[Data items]
- - -
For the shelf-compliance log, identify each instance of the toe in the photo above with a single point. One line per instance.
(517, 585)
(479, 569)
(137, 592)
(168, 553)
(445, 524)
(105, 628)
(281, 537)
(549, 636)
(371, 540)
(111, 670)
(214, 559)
- - -
→ **Required work**
Rewrite the entries above so that "toe" becomes "toenail", leaving every other word unchanged.

→ **Response**
For the shelf-compliance log, identify each instance of the toenail in the photo above with a single point. One line per instance.
(517, 585)
(479, 569)
(137, 592)
(168, 553)
(445, 524)
(105, 628)
(281, 537)
(549, 636)
(371, 540)
(111, 670)
(214, 559)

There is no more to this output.